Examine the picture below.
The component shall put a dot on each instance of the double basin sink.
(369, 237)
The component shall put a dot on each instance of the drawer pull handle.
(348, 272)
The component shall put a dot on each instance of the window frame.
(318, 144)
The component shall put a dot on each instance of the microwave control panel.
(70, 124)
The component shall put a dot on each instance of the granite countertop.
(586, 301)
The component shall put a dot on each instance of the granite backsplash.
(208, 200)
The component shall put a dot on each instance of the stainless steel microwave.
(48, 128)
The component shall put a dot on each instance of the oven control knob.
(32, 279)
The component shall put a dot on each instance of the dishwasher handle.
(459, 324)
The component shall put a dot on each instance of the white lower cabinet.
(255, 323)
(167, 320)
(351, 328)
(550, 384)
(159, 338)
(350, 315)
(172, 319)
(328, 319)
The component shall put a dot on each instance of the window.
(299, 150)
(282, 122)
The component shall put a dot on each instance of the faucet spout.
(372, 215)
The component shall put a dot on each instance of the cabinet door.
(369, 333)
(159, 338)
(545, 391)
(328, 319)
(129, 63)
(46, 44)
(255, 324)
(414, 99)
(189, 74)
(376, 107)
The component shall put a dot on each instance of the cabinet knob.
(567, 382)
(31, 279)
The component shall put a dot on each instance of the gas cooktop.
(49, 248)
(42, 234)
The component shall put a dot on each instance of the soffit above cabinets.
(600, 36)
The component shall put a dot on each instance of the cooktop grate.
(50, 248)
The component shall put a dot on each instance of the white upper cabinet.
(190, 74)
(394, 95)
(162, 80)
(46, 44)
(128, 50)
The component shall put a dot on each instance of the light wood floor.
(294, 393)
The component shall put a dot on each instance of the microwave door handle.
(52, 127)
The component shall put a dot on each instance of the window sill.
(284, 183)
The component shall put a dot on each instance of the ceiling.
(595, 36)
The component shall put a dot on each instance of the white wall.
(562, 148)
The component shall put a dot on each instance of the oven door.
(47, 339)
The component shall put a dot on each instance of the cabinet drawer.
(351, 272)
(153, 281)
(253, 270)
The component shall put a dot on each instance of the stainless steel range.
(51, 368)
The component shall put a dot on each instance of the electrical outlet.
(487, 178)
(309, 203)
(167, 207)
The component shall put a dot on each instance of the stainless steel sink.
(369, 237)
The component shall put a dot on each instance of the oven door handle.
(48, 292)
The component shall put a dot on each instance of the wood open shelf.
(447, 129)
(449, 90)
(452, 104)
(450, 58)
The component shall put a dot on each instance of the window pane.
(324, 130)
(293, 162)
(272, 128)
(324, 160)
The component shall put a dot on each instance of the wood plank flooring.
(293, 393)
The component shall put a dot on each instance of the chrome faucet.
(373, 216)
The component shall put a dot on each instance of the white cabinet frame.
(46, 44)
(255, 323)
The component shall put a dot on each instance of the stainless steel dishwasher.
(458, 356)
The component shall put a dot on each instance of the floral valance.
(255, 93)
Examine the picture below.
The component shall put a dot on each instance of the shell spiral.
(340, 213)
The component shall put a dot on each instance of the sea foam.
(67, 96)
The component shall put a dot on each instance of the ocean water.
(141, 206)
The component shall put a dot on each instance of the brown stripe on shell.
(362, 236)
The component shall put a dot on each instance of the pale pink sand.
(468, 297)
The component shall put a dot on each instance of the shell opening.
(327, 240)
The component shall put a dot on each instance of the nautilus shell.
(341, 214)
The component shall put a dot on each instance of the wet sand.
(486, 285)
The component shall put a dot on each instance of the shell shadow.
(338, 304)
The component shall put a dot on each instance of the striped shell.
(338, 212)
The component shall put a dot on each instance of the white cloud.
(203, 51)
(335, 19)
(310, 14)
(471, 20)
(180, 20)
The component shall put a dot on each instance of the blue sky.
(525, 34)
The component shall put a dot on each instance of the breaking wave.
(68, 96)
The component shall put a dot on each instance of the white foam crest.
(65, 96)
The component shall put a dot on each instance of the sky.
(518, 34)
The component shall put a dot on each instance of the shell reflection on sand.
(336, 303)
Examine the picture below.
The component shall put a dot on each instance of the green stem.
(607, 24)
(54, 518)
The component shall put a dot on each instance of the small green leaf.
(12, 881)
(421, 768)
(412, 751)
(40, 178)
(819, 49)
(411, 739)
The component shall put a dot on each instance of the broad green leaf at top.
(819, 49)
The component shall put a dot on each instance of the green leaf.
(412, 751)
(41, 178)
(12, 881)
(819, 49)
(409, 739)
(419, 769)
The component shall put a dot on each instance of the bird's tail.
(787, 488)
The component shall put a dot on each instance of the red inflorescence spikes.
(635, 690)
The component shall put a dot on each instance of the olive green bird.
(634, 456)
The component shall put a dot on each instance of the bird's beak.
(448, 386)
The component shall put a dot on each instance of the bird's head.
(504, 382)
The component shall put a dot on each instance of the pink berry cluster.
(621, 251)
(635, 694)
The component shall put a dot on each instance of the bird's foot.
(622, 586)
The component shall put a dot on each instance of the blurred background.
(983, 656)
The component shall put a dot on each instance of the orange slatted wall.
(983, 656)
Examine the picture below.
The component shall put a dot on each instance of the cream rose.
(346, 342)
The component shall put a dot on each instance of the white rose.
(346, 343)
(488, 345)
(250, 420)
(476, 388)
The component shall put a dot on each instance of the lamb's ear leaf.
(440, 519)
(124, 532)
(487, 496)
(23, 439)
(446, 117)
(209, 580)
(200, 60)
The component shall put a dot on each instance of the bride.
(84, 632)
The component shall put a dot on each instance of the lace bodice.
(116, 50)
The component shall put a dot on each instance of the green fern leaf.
::::::
▶ **Given task**: Rewrite the whole listing above, changing every "put a dot on" to "place a point on" and leaving everything else unchanged.

▶ **Worked answer**:
Examine the picture below.
The component shall place a point on each instance of the double basin sink.
(369, 237)
The component shall place a point on each instance of the drawer pull handle.
(348, 272)
The component shall place a point on each instance of the window frame.
(318, 144)
The component shall place a point on each instance of the microwave control panel.
(70, 124)
The component shall place a point on each instance of the granite countertop.
(586, 301)
The component shall place a point on each instance of the granite backsplash.
(208, 200)
The component shall place a point on each instance of the stainless steel microwave.
(48, 128)
The component shall place a point on each instance of the oven control knob.
(32, 279)
The component shall place a point on each instance of the dishwasher handle.
(459, 324)
The component shall place a point on each instance of the white lower cabinet.
(255, 323)
(167, 320)
(351, 328)
(550, 384)
(159, 338)
(350, 315)
(172, 319)
(328, 319)
The component shall place a point on each instance of the window.
(299, 150)
(282, 122)
The component shall place a point on each instance of the faucet spout.
(372, 215)
The component shall place a point on each instance of the cabinet door.
(369, 333)
(159, 338)
(545, 391)
(328, 319)
(129, 63)
(46, 44)
(255, 324)
(414, 99)
(189, 74)
(376, 107)
The component shall place a point on each instance of the cabinet knob.
(567, 382)
(31, 279)
The component shall place a point on each instance of the gas cooktop.
(49, 248)
(42, 234)
The component shall place a point on each instance of the soffit above cabinets.
(600, 36)
The component shall place a point on each instance of the cooktop grate.
(50, 248)
The component shall place a point on each instance of the white upper cabinet.
(190, 74)
(394, 95)
(162, 80)
(46, 44)
(128, 50)
The component shall place a point on each instance of the light wood floor.
(294, 393)
The component shall place a point on each instance of the microwave door handle.
(52, 127)
The component shall place a point on each instance of the window sill.
(284, 183)
The component shall place a point on each instance of the ceiling.
(595, 36)
The component shall place a point on each instance of the white wall.
(562, 148)
The component shall place a point on each instance of the oven door.
(47, 339)
The component shall place a point on each instance of the cabinet drawer.
(351, 272)
(153, 281)
(253, 270)
The component shall place a point on each instance of the stainless steel range.
(51, 368)
The component shall place a point on each instance of the electrical outlet.
(487, 178)
(309, 203)
(167, 207)
The component shall place a point on each instance of the stainless steel sink.
(369, 237)
The component shall place a point on each instance of the oven door handle.
(48, 292)
The component shall place a point on each instance of the wood open shelf.
(447, 129)
(449, 90)
(452, 104)
(450, 58)
The component shall place a point on each instance of the window pane.
(324, 130)
(293, 162)
(272, 128)
(324, 160)
The component shall place a point on each instance of the wood plank flooring.
(293, 393)
The component shall place a point on each instance of the chrome faucet.
(373, 216)
The component shall place a point on each instance of the white cabinet frame.
(46, 44)
(255, 323)
The component shall place a point on each instance of the stainless steel dishwasher.
(458, 356)
The component shall place a point on each instance of the floral valance.
(255, 93)
Examine the picture below.
The component shall place a point on each instance of the shell spiral.
(340, 213)
The component shall place a point on each instance of the sea foam.
(67, 96)
The component shall place a point on each instance of the ocean water.
(141, 206)
The component shall place a point on each instance of the brown stripe on shell.
(362, 236)
The component shall place a point on each instance of the pale pink sand.
(468, 297)
The component shall place a point on each instance of the shell opening.
(327, 240)
The component shall place a point on each instance of the nautilus shell.
(341, 214)
The component shall place a point on each instance of the wet sand.
(486, 285)
The component shall place a point on each instance of the shell shadow.
(338, 304)
The component shall place a point on each instance of the striped shell.
(338, 212)
The component shall place a point on each instance of the white cloud.
(203, 51)
(335, 19)
(310, 14)
(471, 20)
(180, 20)
The component shall place a point on each instance of the blue sky.
(525, 34)
The component shall place a point on each instance of the breaking wave.
(68, 96)
The component shall place a point on each instance of the white foam crest.
(65, 96)
The component shall place a point on each instance of the sky.
(518, 34)
The component shall place a point on each instance of the shell reflection on sand.
(336, 303)
Examine the picture below.
The component shall place a point on each instance of the green stem.
(607, 24)
(54, 518)
The component shall place a point on each instance of the small green leaf.
(12, 881)
(421, 768)
(412, 751)
(40, 178)
(819, 49)
(411, 739)
The component shall place a point on each instance of the broad green leaf at top.
(819, 49)
The component shall place a point on each instance of the green leaf.
(412, 751)
(41, 178)
(12, 881)
(819, 49)
(409, 739)
(419, 769)
The component shall place a point on each instance of the bird's tail.
(787, 488)
The component shall place a point on each instance of the red inflorescence spikes.
(635, 690)
The component shall place a point on each instance of the olive green bird.
(634, 456)
The component shall place a point on each instance of the bird's beak.
(448, 386)
The component shall place a point on each instance of the bird's head.
(504, 382)
The component shall place a point on each instance of the pink berry cluster.
(621, 251)
(635, 694)
The component shall place a point on each instance of the bird's foot.
(622, 586)
The component shall place a point on each instance of the blurred background.
(983, 656)
The component shall place a point on each instance of the orange slatted wall.
(983, 656)
Examine the picture below.
The component shall place a point on each instance of the cream rose.
(346, 342)
The component shall place a point on each instance of the white rose.
(346, 343)
(488, 345)
(250, 420)
(476, 388)
The component shall place a point on each instance of the lamb's ear leaf.
(440, 519)
(124, 532)
(487, 496)
(23, 439)
(446, 117)
(209, 580)
(200, 60)
The component shall place a point on each instance of the bride.
(84, 632)
The component shall place a point on each instance of the lace bodice.
(116, 50)
The component shall place a point on each instance of the green fern leaf.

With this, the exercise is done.